■ Short task: Rewrite every line of the data below with "instance" swapped for "occurrence", leaving everything else unchanged. Leave the pictures out of your answer.

■ Given data:
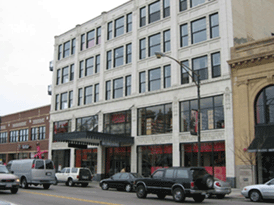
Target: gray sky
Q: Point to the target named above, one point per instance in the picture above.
(27, 30)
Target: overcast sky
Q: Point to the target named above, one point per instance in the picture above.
(27, 30)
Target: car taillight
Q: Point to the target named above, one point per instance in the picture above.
(192, 185)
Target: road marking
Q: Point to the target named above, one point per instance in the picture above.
(71, 198)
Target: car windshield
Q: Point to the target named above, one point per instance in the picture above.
(3, 170)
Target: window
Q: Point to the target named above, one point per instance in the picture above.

■ Output:
Target: gray sky
Q: Point to the target named above, one point per occurrence in the picture above.
(27, 30)
Target: overcast sky
Q: Point to the target named above, one point per occurrence in the picture above.
(27, 30)
Target: car taillight
Q: Point to the target named above, one point per occurrence in the picture above.
(192, 185)
Target: road marking
Q: Point to the target named above, one point per occurrence in the picture above.
(71, 198)
Target: car windshield
Q: Point to the target named above, one point per occurrence in the picture above.
(3, 170)
Target: window
Q: Point to the target named above, one point per occurrence in the picture above.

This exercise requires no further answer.